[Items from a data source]
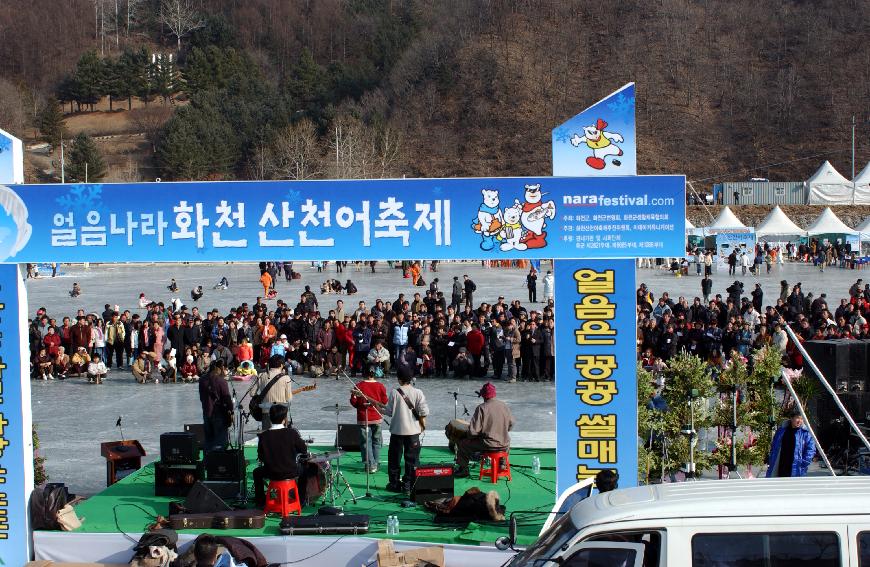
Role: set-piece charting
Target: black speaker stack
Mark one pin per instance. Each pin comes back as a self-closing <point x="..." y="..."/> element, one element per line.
<point x="179" y="467"/>
<point x="845" y="365"/>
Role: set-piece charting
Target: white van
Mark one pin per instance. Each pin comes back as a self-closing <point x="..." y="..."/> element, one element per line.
<point x="789" y="522"/>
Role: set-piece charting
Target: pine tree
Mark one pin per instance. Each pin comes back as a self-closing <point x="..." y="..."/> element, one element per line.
<point x="51" y="124"/>
<point x="85" y="151"/>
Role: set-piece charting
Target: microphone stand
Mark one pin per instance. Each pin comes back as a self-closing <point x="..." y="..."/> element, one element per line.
<point x="369" y="442"/>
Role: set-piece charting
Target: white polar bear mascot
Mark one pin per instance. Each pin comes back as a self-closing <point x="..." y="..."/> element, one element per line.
<point x="512" y="230"/>
<point x="489" y="220"/>
<point x="601" y="143"/>
<point x="534" y="217"/>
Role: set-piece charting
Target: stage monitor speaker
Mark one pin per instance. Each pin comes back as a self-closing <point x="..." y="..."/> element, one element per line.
<point x="179" y="448"/>
<point x="198" y="430"/>
<point x="175" y="480"/>
<point x="832" y="358"/>
<point x="201" y="500"/>
<point x="224" y="464"/>
<point x="348" y="436"/>
<point x="326" y="525"/>
<point x="432" y="482"/>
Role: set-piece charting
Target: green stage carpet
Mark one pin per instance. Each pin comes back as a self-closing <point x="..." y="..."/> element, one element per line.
<point x="130" y="505"/>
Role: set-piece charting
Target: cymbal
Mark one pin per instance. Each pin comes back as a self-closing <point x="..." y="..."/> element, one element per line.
<point x="336" y="407"/>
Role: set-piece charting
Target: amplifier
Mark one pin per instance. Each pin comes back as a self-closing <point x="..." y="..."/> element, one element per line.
<point x="432" y="482"/>
<point x="302" y="525"/>
<point x="175" y="480"/>
<point x="224" y="464"/>
<point x="348" y="436"/>
<point x="179" y="448"/>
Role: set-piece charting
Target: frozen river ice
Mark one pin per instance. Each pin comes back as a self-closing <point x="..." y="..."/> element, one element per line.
<point x="73" y="417"/>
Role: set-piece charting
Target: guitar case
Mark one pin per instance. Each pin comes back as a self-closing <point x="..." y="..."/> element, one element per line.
<point x="228" y="520"/>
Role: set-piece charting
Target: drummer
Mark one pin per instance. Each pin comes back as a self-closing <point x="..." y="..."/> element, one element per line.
<point x="280" y="393"/>
<point x="368" y="417"/>
<point x="488" y="430"/>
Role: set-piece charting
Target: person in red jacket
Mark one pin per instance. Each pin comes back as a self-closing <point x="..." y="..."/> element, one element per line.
<point x="366" y="390"/>
<point x="475" y="348"/>
<point x="52" y="342"/>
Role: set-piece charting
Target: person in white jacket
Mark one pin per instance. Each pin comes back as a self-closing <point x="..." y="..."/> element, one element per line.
<point x="97" y="370"/>
<point x="549" y="284"/>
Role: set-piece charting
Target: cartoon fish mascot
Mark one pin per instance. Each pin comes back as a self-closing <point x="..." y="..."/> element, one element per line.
<point x="534" y="217"/>
<point x="512" y="230"/>
<point x="601" y="143"/>
<point x="489" y="220"/>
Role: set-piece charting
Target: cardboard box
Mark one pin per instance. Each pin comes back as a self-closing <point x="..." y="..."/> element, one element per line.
<point x="432" y="556"/>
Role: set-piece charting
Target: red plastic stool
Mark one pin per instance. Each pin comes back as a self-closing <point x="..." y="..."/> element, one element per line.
<point x="499" y="466"/>
<point x="278" y="498"/>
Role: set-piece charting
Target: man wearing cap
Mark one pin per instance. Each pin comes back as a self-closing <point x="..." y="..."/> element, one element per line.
<point x="792" y="449"/>
<point x="488" y="430"/>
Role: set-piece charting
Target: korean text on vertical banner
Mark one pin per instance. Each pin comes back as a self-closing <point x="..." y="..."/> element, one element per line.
<point x="596" y="394"/>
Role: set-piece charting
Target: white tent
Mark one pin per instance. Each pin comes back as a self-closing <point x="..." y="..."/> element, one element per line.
<point x="828" y="187"/>
<point x="726" y="219"/>
<point x="862" y="187"/>
<point x="777" y="224"/>
<point x="829" y="223"/>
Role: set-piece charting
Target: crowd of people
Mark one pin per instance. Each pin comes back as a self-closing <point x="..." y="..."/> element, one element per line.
<point x="447" y="330"/>
<point x="718" y="328"/>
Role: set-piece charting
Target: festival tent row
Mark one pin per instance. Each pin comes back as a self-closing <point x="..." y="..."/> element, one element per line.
<point x="828" y="187"/>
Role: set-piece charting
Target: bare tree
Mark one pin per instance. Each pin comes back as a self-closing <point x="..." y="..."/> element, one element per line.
<point x="180" y="17"/>
<point x="295" y="152"/>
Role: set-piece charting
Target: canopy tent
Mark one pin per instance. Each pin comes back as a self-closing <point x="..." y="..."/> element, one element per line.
<point x="828" y="187"/>
<point x="829" y="223"/>
<point x="862" y="187"/>
<point x="726" y="219"/>
<point x="777" y="225"/>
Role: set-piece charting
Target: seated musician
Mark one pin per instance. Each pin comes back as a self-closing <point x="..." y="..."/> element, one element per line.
<point x="277" y="449"/>
<point x="488" y="430"/>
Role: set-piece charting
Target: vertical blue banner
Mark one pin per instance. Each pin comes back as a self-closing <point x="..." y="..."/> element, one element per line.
<point x="11" y="159"/>
<point x="600" y="140"/>
<point x="596" y="384"/>
<point x="16" y="443"/>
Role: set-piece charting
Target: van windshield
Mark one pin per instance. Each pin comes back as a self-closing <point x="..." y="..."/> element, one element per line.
<point x="559" y="534"/>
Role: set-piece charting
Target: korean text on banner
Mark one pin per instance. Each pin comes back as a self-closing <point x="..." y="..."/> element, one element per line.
<point x="487" y="218"/>
<point x="16" y="445"/>
<point x="596" y="390"/>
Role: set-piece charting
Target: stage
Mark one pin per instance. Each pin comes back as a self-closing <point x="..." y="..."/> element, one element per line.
<point x="129" y="506"/>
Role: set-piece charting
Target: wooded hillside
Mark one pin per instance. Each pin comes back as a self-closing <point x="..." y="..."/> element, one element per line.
<point x="369" y="88"/>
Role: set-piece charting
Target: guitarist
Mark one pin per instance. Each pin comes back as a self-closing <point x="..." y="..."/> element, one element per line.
<point x="407" y="409"/>
<point x="281" y="391"/>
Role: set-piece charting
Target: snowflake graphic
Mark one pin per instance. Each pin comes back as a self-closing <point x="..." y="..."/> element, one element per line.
<point x="621" y="104"/>
<point x="293" y="197"/>
<point x="81" y="199"/>
<point x="563" y="134"/>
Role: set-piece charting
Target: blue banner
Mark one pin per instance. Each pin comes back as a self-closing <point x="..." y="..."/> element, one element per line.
<point x="485" y="218"/>
<point x="11" y="159"/>
<point x="16" y="444"/>
<point x="596" y="386"/>
<point x="600" y="140"/>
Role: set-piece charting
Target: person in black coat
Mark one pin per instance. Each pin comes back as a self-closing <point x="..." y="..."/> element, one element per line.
<point x="277" y="449"/>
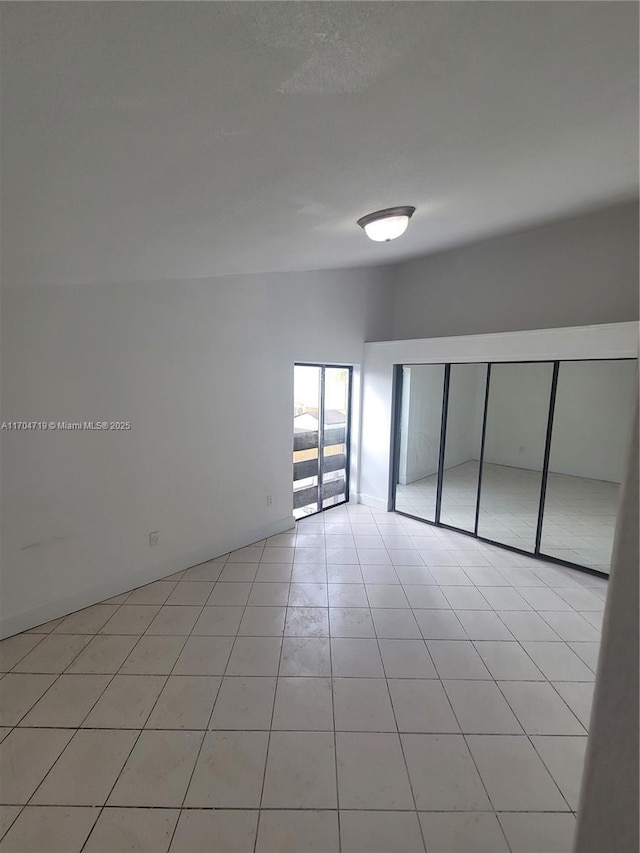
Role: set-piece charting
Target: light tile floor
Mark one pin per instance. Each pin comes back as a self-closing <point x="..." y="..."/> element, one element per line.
<point x="579" y="516"/>
<point x="364" y="683"/>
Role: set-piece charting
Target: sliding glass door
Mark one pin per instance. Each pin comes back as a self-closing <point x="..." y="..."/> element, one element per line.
<point x="588" y="441"/>
<point x="517" y="417"/>
<point x="420" y="431"/>
<point x="463" y="446"/>
<point x="321" y="421"/>
<point x="527" y="455"/>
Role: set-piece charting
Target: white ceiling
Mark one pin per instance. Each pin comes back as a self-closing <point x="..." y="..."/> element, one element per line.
<point x="186" y="140"/>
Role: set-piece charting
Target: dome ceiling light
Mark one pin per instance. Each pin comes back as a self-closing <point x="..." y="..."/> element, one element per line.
<point x="385" y="225"/>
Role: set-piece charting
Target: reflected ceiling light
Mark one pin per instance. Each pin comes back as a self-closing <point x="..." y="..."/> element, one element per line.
<point x="385" y="225"/>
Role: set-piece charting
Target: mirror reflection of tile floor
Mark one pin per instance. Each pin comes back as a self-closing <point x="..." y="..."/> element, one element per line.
<point x="579" y="519"/>
<point x="430" y="690"/>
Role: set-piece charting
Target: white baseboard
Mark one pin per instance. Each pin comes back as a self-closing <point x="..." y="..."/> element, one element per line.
<point x="26" y="619"/>
<point x="375" y="503"/>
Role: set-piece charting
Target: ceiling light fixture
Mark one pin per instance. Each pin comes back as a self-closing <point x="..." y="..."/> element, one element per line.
<point x="385" y="225"/>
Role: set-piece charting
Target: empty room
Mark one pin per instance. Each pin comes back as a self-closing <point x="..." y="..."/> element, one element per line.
<point x="318" y="409"/>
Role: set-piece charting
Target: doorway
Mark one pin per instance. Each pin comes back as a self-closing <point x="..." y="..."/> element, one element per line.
<point x="321" y="437"/>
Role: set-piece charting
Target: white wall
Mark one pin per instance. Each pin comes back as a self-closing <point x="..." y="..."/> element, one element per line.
<point x="573" y="272"/>
<point x="608" y="816"/>
<point x="204" y="371"/>
<point x="616" y="340"/>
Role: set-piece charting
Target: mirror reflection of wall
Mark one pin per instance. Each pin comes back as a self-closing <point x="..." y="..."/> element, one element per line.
<point x="515" y="438"/>
<point x="588" y="443"/>
<point x="420" y="427"/>
<point x="467" y="387"/>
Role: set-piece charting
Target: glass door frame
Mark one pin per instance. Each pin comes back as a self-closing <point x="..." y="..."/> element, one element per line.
<point x="395" y="453"/>
<point x="321" y="418"/>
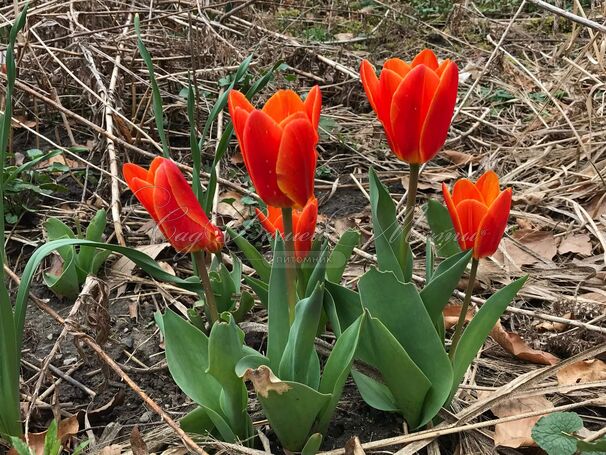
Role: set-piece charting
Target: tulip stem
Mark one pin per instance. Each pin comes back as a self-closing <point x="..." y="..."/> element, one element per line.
<point x="291" y="264"/>
<point x="411" y="199"/>
<point x="459" y="329"/>
<point x="200" y="260"/>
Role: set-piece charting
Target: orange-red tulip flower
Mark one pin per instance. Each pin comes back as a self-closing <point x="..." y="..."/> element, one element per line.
<point x="414" y="102"/>
<point x="479" y="213"/>
<point x="170" y="201"/>
<point x="278" y="144"/>
<point x="304" y="225"/>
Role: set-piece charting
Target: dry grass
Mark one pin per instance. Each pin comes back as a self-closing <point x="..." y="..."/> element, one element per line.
<point x="532" y="107"/>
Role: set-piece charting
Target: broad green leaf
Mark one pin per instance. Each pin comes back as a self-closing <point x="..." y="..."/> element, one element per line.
<point x="337" y="370"/>
<point x="388" y="235"/>
<point x="277" y="307"/>
<point x="475" y="333"/>
<point x="256" y="259"/>
<point x="437" y="292"/>
<point x="553" y="433"/>
<point x="347" y="303"/>
<point x="442" y="230"/>
<point x="341" y="254"/>
<point x="291" y="408"/>
<point x="295" y="362"/>
<point x="319" y="271"/>
<point x="224" y="352"/>
<point x="312" y="446"/>
<point x="400" y="308"/>
<point x="374" y="393"/>
<point x="404" y="379"/>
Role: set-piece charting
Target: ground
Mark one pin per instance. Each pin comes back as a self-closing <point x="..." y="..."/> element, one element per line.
<point x="530" y="107"/>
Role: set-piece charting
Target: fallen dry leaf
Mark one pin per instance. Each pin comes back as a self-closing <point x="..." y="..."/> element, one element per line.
<point x="513" y="343"/>
<point x="459" y="158"/>
<point x="518" y="432"/>
<point x="451" y="315"/>
<point x="539" y="246"/>
<point x="576" y="243"/>
<point x="583" y="371"/>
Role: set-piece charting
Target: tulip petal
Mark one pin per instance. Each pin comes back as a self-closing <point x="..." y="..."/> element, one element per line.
<point x="313" y="105"/>
<point x="282" y="104"/>
<point x="492" y="226"/>
<point x="136" y="178"/>
<point x="398" y="66"/>
<point x="297" y="161"/>
<point x="465" y="189"/>
<point x="175" y="221"/>
<point x="426" y="57"/>
<point x="370" y="82"/>
<point x="488" y="185"/>
<point x="262" y="143"/>
<point x="305" y="228"/>
<point x="471" y="213"/>
<point x="454" y="216"/>
<point x="439" y="116"/>
<point x="409" y="108"/>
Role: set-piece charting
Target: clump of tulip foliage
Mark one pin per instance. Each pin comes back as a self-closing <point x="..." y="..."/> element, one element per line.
<point x="389" y="332"/>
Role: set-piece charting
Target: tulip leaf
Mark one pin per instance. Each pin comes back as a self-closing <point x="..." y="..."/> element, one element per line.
<point x="402" y="311"/>
<point x="437" y="292"/>
<point x="475" y="333"/>
<point x="319" y="271"/>
<point x="256" y="259"/>
<point x="295" y="364"/>
<point x="312" y="445"/>
<point x="388" y="235"/>
<point x="374" y="393"/>
<point x="347" y="304"/>
<point x="224" y="352"/>
<point x="407" y="383"/>
<point x="278" y="318"/>
<point x="442" y="230"/>
<point x="337" y="370"/>
<point x="340" y="255"/>
<point x="290" y="407"/>
<point x="261" y="288"/>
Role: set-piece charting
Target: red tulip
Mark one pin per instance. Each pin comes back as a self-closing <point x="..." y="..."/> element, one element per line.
<point x="304" y="225"/>
<point x="170" y="201"/>
<point x="278" y="144"/>
<point x="414" y="102"/>
<point x="479" y="213"/>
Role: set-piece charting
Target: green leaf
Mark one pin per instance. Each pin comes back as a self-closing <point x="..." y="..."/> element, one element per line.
<point x="291" y="408"/>
<point x="277" y="308"/>
<point x="374" y="393"/>
<point x="340" y="255"/>
<point x="442" y="230"/>
<point x="224" y="352"/>
<point x="553" y="433"/>
<point x="256" y="259"/>
<point x="337" y="370"/>
<point x="312" y="446"/>
<point x="475" y="333"/>
<point x="295" y="361"/>
<point x="445" y="279"/>
<point x="388" y="235"/>
<point x="156" y="97"/>
<point x="52" y="444"/>
<point x="404" y="379"/>
<point x="400" y="308"/>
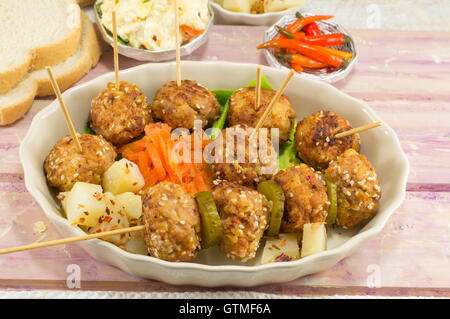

### AIM
Please locate every line in the entries above that contains the string "glass" and copy each of those lines in full.

### WRITTEN SOLUTION
Target: sliding glass door
Target: glass door frame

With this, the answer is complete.